▶ _RECORDED DATA_
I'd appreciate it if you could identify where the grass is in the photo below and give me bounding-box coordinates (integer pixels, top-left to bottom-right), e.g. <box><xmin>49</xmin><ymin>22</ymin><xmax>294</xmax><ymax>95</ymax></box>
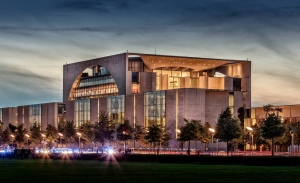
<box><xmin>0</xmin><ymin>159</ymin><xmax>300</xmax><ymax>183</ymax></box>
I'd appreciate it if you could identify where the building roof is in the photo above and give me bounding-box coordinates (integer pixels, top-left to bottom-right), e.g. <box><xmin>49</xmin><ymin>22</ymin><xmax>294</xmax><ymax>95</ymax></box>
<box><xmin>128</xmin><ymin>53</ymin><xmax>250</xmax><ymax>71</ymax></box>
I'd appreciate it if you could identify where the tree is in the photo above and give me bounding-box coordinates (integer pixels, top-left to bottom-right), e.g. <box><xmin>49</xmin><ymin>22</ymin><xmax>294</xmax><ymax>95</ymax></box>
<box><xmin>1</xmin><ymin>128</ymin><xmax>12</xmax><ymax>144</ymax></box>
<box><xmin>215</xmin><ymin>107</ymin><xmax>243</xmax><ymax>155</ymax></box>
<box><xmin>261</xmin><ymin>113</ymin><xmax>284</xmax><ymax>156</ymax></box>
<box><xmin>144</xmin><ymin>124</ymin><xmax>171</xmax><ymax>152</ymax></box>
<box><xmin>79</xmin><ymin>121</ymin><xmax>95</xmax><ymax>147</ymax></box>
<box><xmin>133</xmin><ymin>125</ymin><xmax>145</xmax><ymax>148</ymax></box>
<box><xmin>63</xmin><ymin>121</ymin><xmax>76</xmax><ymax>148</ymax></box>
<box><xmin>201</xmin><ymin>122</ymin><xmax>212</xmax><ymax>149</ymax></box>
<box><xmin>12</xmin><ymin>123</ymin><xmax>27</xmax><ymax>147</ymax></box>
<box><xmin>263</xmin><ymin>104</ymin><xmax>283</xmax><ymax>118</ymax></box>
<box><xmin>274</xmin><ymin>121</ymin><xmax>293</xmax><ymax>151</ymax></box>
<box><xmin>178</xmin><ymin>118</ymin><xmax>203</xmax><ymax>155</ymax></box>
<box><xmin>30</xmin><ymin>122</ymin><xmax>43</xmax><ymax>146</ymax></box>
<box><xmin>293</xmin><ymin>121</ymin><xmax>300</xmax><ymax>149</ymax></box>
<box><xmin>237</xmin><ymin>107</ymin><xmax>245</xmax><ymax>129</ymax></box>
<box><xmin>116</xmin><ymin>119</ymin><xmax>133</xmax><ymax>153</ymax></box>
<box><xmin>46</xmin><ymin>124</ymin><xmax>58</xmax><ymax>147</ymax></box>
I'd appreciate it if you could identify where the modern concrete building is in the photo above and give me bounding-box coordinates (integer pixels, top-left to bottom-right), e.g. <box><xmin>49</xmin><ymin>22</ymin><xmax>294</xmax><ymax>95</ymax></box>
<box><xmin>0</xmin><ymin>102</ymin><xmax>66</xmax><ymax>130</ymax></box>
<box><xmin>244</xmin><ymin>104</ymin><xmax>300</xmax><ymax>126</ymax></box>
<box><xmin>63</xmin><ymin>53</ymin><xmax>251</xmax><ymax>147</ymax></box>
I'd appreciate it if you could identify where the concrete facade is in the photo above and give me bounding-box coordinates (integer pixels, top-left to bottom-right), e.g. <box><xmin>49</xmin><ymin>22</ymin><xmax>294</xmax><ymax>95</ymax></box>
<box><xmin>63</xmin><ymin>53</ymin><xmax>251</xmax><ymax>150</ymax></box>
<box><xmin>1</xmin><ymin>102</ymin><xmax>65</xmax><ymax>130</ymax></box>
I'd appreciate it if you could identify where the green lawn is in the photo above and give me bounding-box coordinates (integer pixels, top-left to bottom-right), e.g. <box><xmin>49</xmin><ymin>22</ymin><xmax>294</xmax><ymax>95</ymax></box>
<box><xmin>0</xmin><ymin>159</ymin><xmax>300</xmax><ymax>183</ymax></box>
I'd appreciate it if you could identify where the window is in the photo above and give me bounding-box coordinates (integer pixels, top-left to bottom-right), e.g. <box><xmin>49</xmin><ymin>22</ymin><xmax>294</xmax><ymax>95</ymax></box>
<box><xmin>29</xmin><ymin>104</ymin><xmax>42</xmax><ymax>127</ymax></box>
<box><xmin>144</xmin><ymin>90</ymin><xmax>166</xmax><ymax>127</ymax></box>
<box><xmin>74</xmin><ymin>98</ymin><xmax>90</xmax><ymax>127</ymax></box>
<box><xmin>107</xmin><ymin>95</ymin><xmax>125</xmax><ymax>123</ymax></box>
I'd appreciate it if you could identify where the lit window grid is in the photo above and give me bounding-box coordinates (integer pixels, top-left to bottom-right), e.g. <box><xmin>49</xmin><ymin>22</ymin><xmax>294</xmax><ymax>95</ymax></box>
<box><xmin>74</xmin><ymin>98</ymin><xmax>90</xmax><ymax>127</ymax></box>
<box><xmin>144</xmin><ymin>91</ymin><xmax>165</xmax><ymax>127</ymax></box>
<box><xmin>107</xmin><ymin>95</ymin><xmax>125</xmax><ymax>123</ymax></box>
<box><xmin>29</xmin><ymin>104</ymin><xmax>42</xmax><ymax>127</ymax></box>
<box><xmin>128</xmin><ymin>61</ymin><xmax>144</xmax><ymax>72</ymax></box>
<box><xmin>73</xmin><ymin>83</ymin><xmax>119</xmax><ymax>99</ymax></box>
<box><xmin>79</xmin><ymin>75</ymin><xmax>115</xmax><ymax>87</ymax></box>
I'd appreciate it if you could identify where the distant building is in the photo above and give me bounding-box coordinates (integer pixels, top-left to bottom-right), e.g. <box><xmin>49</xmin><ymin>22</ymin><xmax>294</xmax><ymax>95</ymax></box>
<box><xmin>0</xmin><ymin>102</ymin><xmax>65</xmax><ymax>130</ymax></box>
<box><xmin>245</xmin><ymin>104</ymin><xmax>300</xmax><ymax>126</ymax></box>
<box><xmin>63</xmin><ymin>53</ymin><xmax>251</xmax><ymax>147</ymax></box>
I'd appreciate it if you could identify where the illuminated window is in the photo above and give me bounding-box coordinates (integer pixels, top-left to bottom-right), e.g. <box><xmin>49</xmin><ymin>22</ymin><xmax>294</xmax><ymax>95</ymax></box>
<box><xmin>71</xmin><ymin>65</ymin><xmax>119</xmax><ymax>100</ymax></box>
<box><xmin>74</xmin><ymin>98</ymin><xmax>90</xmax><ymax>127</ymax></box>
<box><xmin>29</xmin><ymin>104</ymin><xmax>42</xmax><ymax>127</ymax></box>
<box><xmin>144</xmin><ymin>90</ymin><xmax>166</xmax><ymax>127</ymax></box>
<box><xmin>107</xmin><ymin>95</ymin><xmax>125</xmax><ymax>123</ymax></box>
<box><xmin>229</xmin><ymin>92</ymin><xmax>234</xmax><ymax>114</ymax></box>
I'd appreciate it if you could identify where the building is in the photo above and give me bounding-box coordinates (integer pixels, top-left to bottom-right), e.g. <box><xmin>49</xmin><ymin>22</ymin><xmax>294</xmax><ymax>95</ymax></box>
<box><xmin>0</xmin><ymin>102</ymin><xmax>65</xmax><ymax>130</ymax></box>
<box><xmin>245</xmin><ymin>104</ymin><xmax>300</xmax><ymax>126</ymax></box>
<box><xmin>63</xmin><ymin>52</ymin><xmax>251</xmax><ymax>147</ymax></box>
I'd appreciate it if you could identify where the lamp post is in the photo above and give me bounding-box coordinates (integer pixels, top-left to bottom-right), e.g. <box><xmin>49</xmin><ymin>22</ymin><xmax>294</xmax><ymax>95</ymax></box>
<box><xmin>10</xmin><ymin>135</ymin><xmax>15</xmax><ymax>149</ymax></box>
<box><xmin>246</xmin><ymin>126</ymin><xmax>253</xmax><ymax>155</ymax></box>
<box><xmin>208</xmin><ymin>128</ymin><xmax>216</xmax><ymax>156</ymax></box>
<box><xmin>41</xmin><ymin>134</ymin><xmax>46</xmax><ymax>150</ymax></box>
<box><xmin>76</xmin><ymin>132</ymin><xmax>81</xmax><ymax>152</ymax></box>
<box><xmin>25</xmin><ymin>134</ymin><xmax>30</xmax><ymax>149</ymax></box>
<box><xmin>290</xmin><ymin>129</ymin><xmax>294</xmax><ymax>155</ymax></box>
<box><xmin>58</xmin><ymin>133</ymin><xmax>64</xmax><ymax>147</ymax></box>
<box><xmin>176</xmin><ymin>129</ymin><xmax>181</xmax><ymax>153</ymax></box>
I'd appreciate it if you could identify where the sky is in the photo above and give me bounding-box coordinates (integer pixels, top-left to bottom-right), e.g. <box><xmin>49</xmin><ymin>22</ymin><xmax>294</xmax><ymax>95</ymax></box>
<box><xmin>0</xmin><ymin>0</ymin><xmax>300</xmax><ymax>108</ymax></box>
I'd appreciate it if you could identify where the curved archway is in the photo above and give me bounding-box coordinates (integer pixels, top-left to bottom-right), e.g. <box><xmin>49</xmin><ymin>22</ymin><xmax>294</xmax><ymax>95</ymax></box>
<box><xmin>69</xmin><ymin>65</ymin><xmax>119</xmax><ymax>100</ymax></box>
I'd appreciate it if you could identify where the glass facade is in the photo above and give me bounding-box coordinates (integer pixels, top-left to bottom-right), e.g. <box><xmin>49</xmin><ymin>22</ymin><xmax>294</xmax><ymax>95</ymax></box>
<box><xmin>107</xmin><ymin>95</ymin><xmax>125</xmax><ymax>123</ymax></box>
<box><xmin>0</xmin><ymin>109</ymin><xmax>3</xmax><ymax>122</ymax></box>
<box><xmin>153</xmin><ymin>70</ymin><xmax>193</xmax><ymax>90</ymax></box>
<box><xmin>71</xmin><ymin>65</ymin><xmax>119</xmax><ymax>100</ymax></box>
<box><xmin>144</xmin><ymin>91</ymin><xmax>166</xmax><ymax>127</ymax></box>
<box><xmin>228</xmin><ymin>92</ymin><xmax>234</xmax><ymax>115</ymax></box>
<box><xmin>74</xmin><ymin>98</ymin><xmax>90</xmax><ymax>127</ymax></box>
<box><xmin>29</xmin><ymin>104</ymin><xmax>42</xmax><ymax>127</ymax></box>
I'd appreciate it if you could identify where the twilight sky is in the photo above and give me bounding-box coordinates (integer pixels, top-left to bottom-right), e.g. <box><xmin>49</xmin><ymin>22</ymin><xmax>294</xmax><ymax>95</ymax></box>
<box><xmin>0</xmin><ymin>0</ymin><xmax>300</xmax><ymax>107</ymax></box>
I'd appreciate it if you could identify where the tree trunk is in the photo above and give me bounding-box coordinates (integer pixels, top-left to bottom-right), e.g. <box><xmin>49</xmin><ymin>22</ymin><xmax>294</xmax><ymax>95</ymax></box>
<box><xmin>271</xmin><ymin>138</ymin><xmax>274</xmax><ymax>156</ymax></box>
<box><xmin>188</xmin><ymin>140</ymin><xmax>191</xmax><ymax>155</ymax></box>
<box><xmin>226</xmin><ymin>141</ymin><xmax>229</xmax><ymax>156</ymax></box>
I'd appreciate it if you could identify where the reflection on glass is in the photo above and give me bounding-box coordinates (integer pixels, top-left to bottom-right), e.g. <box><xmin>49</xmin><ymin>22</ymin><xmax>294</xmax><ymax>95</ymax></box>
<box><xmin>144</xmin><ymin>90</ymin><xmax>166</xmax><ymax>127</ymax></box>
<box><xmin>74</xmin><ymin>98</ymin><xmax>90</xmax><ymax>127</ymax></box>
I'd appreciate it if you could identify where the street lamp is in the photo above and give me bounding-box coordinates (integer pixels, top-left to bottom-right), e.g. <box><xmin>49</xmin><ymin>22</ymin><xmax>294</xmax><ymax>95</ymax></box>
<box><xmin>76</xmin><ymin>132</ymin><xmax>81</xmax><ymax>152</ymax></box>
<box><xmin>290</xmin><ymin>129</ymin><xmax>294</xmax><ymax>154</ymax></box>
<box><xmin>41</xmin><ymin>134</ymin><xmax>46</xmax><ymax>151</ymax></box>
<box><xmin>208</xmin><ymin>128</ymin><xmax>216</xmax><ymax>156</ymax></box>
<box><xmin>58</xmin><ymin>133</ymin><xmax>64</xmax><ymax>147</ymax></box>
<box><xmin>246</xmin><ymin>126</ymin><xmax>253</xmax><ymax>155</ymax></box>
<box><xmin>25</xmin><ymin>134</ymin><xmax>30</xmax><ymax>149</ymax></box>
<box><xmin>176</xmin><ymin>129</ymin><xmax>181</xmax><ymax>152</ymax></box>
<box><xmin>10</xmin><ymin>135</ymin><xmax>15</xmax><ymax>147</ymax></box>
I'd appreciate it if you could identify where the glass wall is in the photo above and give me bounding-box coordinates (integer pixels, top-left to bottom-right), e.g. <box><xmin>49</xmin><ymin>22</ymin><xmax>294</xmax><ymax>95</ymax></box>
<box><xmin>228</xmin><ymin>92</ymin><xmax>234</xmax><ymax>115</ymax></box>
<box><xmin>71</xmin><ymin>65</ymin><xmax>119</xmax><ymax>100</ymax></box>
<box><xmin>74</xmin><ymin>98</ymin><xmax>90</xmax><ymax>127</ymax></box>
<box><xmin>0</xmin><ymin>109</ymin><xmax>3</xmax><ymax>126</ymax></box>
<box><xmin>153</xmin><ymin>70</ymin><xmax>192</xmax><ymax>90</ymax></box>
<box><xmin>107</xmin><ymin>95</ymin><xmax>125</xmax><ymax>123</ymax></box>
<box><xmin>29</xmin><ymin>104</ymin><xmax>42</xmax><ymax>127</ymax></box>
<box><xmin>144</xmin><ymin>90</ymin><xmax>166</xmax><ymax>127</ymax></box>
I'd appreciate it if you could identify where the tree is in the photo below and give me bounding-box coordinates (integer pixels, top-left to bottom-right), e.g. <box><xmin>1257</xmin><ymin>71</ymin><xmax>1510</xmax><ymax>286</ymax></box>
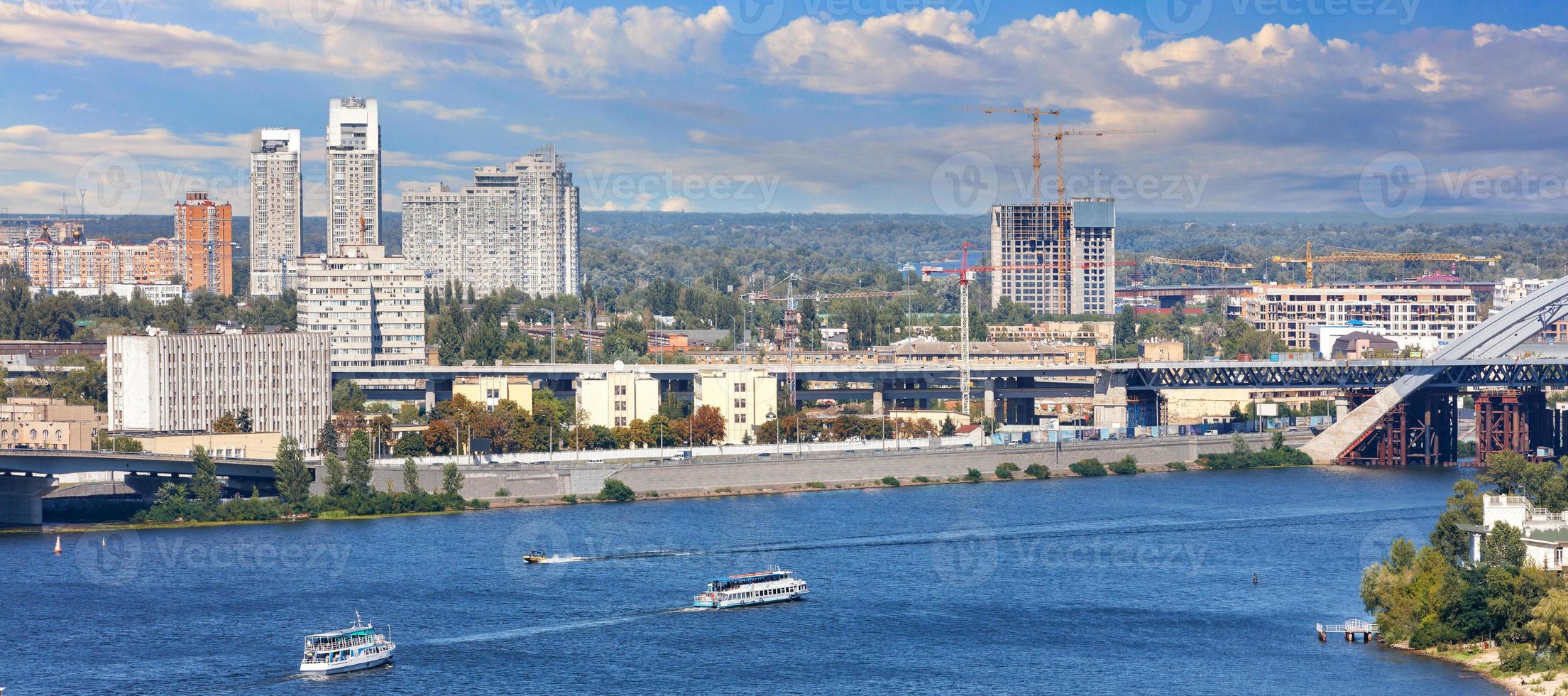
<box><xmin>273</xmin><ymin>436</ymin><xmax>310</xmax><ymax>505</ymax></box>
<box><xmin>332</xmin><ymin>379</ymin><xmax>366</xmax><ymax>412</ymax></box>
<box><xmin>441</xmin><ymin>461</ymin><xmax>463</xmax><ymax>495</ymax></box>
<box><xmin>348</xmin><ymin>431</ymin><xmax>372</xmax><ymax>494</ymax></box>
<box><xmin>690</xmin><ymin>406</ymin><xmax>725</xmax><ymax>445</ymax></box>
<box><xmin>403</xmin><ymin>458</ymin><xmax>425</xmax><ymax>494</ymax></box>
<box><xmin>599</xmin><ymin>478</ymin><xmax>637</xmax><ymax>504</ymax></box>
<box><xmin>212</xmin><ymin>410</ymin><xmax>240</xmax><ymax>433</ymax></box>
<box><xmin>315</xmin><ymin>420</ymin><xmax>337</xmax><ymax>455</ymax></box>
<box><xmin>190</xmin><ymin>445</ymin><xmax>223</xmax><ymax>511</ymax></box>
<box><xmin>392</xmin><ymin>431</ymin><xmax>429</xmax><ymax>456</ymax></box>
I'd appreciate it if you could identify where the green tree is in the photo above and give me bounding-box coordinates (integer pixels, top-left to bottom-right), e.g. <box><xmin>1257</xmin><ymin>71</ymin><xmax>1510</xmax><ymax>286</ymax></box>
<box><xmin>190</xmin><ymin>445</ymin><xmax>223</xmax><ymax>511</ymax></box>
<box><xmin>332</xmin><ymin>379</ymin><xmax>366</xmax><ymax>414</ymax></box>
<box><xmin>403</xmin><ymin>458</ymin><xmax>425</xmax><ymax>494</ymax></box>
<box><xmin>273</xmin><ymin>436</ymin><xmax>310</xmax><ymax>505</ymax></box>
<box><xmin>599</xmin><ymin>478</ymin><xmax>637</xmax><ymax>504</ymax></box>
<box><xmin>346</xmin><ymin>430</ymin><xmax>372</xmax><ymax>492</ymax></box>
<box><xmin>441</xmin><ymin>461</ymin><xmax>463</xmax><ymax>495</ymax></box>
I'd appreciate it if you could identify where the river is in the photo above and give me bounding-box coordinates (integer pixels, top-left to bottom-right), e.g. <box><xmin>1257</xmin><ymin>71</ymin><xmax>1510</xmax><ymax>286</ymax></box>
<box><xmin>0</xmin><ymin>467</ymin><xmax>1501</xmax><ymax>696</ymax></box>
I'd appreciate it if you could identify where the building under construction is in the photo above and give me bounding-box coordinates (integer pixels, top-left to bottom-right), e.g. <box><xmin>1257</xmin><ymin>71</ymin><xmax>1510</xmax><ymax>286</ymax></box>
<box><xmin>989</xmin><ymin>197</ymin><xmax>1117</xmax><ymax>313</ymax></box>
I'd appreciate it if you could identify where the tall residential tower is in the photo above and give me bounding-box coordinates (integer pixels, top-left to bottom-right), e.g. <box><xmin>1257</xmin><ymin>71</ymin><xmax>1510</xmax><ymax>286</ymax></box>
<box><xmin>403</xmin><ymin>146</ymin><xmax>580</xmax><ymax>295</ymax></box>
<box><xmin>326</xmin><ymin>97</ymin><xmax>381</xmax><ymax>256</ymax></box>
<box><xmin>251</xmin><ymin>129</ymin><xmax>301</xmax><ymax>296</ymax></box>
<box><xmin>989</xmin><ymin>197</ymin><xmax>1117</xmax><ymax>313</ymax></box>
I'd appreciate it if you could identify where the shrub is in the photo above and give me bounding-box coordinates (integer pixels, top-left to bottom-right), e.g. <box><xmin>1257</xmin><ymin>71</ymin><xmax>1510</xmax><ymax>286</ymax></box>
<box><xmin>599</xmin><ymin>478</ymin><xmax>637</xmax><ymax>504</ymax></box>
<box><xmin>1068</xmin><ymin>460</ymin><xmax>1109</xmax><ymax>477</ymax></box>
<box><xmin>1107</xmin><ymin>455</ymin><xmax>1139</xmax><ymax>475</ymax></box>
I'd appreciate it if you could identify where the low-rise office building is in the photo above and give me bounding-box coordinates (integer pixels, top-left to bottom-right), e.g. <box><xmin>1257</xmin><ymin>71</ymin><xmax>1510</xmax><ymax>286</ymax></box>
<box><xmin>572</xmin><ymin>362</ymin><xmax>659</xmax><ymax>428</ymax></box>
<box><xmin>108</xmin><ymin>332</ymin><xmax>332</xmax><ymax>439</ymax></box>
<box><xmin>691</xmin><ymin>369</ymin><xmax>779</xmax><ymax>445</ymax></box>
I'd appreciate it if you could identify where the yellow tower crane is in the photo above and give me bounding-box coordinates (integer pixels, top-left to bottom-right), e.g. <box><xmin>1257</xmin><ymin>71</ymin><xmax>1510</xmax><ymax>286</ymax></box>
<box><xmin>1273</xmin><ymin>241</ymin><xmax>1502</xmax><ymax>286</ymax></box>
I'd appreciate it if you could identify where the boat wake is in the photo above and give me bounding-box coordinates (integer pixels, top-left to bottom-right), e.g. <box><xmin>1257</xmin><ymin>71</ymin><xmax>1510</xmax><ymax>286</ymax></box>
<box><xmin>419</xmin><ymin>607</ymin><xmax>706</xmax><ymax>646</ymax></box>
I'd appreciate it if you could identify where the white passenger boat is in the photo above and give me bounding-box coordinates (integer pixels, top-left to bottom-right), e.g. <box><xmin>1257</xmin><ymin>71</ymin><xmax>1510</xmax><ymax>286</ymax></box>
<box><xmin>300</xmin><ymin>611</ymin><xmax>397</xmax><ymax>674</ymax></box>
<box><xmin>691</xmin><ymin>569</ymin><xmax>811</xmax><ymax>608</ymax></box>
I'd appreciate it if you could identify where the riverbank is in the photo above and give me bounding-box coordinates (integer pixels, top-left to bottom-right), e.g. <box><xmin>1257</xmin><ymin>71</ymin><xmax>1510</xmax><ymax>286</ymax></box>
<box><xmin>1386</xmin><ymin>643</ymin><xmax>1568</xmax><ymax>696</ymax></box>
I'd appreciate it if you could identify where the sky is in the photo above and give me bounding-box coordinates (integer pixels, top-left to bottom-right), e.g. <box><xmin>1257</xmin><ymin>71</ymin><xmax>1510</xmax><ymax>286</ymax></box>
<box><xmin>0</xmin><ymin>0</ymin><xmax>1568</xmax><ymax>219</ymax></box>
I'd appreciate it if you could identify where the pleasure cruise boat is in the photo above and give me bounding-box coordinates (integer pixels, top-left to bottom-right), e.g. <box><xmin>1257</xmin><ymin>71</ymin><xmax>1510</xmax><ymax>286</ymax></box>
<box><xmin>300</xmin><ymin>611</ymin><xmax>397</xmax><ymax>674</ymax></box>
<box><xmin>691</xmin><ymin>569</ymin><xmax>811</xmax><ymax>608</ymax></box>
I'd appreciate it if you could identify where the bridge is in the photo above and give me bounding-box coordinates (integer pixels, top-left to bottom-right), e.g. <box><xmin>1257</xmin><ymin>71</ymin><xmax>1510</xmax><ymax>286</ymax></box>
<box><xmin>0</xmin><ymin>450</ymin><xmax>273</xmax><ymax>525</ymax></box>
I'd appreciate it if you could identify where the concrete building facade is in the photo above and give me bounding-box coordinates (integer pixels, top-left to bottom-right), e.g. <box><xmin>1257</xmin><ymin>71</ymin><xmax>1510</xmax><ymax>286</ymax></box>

▶ _TASK PROMPT_
Please gather every line of the listing above that contains the word "twilight" and copy each of those lines out in full.

▶ _ANSWER IN FULL_
I'd appreciate it if you could identify where the twilight sky is in the photo above and give me bounding-box coordinates (integer pixels, top-left to bottom-right), e.g. <box><xmin>49</xmin><ymin>22</ymin><xmax>294</xmax><ymax>95</ymax></box>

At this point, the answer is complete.